# INSTRUCTIONS TO FOLLOW
Quote every line of the material beneath this one.

# DATA SHOWN

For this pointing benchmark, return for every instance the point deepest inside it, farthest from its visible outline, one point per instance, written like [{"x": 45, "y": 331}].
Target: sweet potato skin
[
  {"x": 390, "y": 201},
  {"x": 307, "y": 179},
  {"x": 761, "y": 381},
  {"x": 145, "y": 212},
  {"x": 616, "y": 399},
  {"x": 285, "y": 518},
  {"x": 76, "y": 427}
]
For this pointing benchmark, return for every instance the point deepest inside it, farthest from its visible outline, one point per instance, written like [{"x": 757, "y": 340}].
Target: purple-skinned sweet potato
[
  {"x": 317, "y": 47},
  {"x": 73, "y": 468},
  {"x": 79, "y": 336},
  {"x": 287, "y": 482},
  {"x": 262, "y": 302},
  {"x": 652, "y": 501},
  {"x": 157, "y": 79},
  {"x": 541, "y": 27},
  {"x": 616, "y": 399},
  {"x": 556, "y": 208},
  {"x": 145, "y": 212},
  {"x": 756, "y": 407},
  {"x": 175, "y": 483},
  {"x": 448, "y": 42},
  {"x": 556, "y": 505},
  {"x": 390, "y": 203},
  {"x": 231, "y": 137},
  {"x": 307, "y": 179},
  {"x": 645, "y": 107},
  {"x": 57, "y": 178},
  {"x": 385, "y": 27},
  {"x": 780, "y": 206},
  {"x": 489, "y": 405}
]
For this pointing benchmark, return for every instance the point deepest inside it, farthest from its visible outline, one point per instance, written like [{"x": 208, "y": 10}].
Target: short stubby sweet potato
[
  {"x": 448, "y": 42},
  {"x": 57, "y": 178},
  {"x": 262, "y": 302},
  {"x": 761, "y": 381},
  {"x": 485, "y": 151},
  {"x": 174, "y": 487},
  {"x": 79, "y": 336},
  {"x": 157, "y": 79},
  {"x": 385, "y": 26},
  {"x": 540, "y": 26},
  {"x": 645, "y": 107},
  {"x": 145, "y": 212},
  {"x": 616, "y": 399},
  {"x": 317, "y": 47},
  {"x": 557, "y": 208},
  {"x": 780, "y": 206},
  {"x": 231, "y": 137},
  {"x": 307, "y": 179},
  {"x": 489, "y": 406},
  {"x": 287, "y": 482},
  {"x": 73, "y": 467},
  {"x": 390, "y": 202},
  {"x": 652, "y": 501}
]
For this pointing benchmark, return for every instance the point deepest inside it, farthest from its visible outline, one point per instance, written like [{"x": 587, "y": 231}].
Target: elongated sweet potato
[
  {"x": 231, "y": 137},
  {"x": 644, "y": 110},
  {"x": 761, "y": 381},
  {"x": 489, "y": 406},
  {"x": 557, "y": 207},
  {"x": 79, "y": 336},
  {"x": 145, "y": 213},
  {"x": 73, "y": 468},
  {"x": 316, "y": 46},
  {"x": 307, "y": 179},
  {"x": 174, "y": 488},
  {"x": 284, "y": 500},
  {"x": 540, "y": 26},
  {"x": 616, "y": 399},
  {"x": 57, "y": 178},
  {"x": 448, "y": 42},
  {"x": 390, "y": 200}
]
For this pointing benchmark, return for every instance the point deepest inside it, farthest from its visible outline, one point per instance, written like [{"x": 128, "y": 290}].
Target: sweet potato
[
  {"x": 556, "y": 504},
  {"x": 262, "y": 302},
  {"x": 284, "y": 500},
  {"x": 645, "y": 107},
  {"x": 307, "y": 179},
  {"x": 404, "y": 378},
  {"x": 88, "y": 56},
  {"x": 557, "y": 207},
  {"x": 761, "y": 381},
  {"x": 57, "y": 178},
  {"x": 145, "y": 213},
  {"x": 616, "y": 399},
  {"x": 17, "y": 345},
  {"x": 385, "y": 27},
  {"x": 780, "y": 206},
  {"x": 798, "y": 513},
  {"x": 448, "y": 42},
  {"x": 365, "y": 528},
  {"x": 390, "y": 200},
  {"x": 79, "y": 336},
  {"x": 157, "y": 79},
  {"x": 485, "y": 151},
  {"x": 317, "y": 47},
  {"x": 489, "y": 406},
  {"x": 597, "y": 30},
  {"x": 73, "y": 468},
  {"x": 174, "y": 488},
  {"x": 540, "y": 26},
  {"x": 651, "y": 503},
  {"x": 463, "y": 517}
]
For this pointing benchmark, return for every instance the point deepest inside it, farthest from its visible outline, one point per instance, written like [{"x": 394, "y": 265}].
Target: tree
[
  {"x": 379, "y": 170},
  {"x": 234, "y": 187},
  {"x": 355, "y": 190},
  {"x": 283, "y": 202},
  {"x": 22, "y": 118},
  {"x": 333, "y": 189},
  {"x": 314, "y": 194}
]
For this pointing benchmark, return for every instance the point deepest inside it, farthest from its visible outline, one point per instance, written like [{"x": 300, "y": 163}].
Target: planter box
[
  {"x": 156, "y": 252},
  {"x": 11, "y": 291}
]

# CORRECT RESPONSE
For this pointing benchmark, return for every instance the point deepest inside it, farthest from its visible outline, one point per instance, written like [{"x": 45, "y": 331}].
Target: sweet potato skin
[
  {"x": 390, "y": 201},
  {"x": 307, "y": 179},
  {"x": 761, "y": 381},
  {"x": 145, "y": 212},
  {"x": 616, "y": 399},
  {"x": 285, "y": 518},
  {"x": 76, "y": 427}
]
For this pointing benchmark, return for every instance the point deepest inside it, farthest from its visible outline, one point per instance, written like [{"x": 757, "y": 340}].
Target: purple-skinned sweet potato
[
  {"x": 317, "y": 47},
  {"x": 73, "y": 468},
  {"x": 79, "y": 336},
  {"x": 287, "y": 482},
  {"x": 262, "y": 302},
  {"x": 652, "y": 501},
  {"x": 157, "y": 79},
  {"x": 541, "y": 27},
  {"x": 616, "y": 399},
  {"x": 556, "y": 208},
  {"x": 145, "y": 212},
  {"x": 756, "y": 407},
  {"x": 175, "y": 483},
  {"x": 448, "y": 42},
  {"x": 556, "y": 505},
  {"x": 390, "y": 203},
  {"x": 231, "y": 137},
  {"x": 307, "y": 179},
  {"x": 645, "y": 107},
  {"x": 57, "y": 178},
  {"x": 385, "y": 27},
  {"x": 780, "y": 206},
  {"x": 489, "y": 405}
]
For this pointing benchmark, return for every instance the point deepest inside it, farthest from its visible outline, one point per instance, written like [{"x": 208, "y": 10}].
Target: short stubby sweet potato
[
  {"x": 448, "y": 42},
  {"x": 57, "y": 178},
  {"x": 262, "y": 302},
  {"x": 761, "y": 381},
  {"x": 485, "y": 151},
  {"x": 174, "y": 487},
  {"x": 79, "y": 336},
  {"x": 157, "y": 79},
  {"x": 385, "y": 26},
  {"x": 540, "y": 26},
  {"x": 645, "y": 107},
  {"x": 145, "y": 212},
  {"x": 616, "y": 399},
  {"x": 317, "y": 47},
  {"x": 557, "y": 208},
  {"x": 780, "y": 206},
  {"x": 231, "y": 137},
  {"x": 307, "y": 179},
  {"x": 489, "y": 406},
  {"x": 287, "y": 482},
  {"x": 73, "y": 467},
  {"x": 390, "y": 202},
  {"x": 652, "y": 501}
]
For this pointing benchmark, return for every instance the point deepest inside it, farthest from its visible outline, one point per instance, written like [{"x": 587, "y": 231}].
Target: elongated sweet potato
[
  {"x": 231, "y": 137},
  {"x": 644, "y": 110},
  {"x": 761, "y": 381},
  {"x": 489, "y": 406},
  {"x": 557, "y": 207},
  {"x": 79, "y": 336},
  {"x": 145, "y": 213},
  {"x": 73, "y": 468},
  {"x": 316, "y": 46},
  {"x": 307, "y": 179},
  {"x": 174, "y": 488},
  {"x": 284, "y": 500},
  {"x": 540, "y": 26},
  {"x": 616, "y": 399},
  {"x": 57, "y": 178},
  {"x": 448, "y": 42},
  {"x": 390, "y": 200}
]
For this pointing benchmark, return for every instance the point deepest inside it, farthest from its visible outline, one point per instance, written like [{"x": 128, "y": 290}].
Target: sweet potato
[
  {"x": 556, "y": 504},
  {"x": 262, "y": 302},
  {"x": 284, "y": 500},
  {"x": 645, "y": 107},
  {"x": 307, "y": 179},
  {"x": 404, "y": 378},
  {"x": 88, "y": 56},
  {"x": 557, "y": 207},
  {"x": 761, "y": 381},
  {"x": 57, "y": 178},
  {"x": 145, "y": 213},
  {"x": 616, "y": 399},
  {"x": 17, "y": 345},
  {"x": 385, "y": 27},
  {"x": 780, "y": 206},
  {"x": 798, "y": 513},
  {"x": 448, "y": 42},
  {"x": 365, "y": 528},
  {"x": 390, "y": 200},
  {"x": 79, "y": 336},
  {"x": 157, "y": 79},
  {"x": 485, "y": 151},
  {"x": 317, "y": 47},
  {"x": 489, "y": 406},
  {"x": 597, "y": 30},
  {"x": 73, "y": 468},
  {"x": 174, "y": 488},
  {"x": 540, "y": 26},
  {"x": 651, "y": 503},
  {"x": 463, "y": 517}
]
For this pointing benchmark, return for every instance the point deepest inside it, farthest from its visible outline, one point per instance, written like [{"x": 394, "y": 265}].
Target: tree
[
  {"x": 379, "y": 170},
  {"x": 234, "y": 187},
  {"x": 355, "y": 190},
  {"x": 283, "y": 202},
  {"x": 22, "y": 118},
  {"x": 333, "y": 189},
  {"x": 314, "y": 194}
]
For this pointing benchmark, return for every instance the point deepest inside it, farthest from its visible outline, one point per instance, written like [{"x": 300, "y": 163}].
Target: planter box
[
  {"x": 156, "y": 252},
  {"x": 11, "y": 291}
]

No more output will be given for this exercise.